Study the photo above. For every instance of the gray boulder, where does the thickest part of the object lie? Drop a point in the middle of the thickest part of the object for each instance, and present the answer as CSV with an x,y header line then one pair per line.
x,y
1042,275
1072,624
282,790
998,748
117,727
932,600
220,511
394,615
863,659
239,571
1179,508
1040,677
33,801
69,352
········
* **Short problem**:
Copy the lines above word for word, from the first to the last.

* **Response**:
Study the photo above. For every instance of the gray boulder, where does the thickest part of the object lie? Drop a point in the middle of the thickest part of the object for each instance, and present the answer as CSV with an x,y header line then one pair per line.
x,y
1042,275
1072,624
282,790
998,748
117,727
932,600
220,511
394,615
863,659
239,571
1179,508
1040,677
33,801
69,352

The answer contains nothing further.